- What needs to be done -
Revise the data below by replacing every "marker" with "dot" and leaving all other text unchanged. Omit the picture from your answer.

________________

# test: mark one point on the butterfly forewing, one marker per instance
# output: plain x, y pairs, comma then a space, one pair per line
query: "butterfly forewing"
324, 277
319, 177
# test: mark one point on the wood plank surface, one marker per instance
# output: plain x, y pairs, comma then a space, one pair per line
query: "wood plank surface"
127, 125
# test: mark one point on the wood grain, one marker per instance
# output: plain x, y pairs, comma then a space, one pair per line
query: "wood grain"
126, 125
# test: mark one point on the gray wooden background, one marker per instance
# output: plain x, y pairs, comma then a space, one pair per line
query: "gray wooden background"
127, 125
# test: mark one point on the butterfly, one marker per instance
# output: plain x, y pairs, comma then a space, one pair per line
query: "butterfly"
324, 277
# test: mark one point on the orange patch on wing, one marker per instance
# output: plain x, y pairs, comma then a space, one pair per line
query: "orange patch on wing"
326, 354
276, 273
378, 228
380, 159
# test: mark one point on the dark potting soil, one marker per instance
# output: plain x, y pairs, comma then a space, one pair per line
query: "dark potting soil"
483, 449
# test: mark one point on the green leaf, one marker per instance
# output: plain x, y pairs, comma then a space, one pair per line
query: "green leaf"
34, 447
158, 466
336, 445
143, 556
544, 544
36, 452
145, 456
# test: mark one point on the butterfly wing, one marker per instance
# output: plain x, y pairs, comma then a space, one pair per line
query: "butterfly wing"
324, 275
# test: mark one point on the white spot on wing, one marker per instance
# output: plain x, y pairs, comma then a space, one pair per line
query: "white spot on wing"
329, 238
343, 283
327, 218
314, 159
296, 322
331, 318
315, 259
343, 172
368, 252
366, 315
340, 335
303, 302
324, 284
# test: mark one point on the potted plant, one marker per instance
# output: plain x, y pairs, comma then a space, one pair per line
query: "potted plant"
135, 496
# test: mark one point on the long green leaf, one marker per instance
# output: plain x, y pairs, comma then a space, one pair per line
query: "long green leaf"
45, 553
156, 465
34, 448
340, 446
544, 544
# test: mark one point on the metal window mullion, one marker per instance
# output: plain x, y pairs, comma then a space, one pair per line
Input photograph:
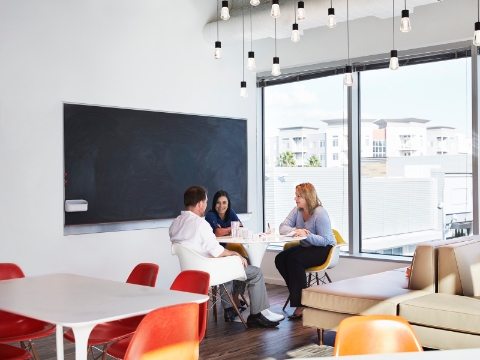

________________

- Solution for this exercise -
# test: mark one point on the butterfly forewing, one dot per instance
# output: plain x, y pairs, comma then a space, one pair per line
query: "butterfly forewing"
324, 277
319, 177
# test: mark one point on the wood plank surface, one dot per instance
# output: plain x, y pairs, comma then a space, one pair per line
query: "wood plank surface"
127, 125
# test: mark one point on the wood grain, one dot per instance
# output: plain x, y pairs, comma then a space, one pair per line
query: "wood grain"
126, 125
# test: mark one point on the gray wooden background, one dot per instance
# output: plain x, y pairs, comma then a space, one pair per line
query: "gray wooden background"
127, 125
# test: mark one point on the butterfly, one dot per instance
# output: plain x, y pairs, comma then a space, one pair per line
query: "butterfly"
324, 277
# test: mark one point on the orange patch on wing, one dot per instance
# output: plain x, y pairs, comma then a space, one pair per line
query: "orange patch on wing"
326, 354
276, 273
378, 228
380, 159
# test: mark one point on the dark potting soil, one dot per instance
# output: plain x, y pairs, comma then a space, one pair per line
query: "dark potting soil"
483, 449
# test: mark one point on the green leaf, one dot per instance
# output: plain x, y pairs, comma then a space, one pair per line
query: "green leaf"
34, 447
158, 466
336, 445
143, 556
544, 544
36, 452
145, 456
# test: mark one point on the butterfly wing, one dot per instance
# output: plain x, y pairs, comma then a space, one pair per line
query: "butterfly wing"
324, 275
# test: mark one point on the white spot on wing, one dot per instance
# output: plain x, y pairs, comma then a space, one pair per line
query: "white spot on wing"
329, 238
343, 283
327, 218
314, 159
296, 322
331, 318
315, 259
343, 172
368, 252
366, 315
340, 335
303, 302
324, 284
# test: mark one point on the potted plant, one dot per instance
# output: plain x, y pairs, comma then a space, one pair per line
query: "potted plant"
135, 496
# test: mark one point on the long green leaf, one dot per instance
# output: plain x, y pairs, comma then a space, one pair per line
query: "long green leaf"
45, 553
156, 465
34, 448
340, 446
544, 544
# test: mark one point on the metal window mullion, one dot per instance
# output: plain x, y pairs, comma then a space, one pair per line
Input photograph:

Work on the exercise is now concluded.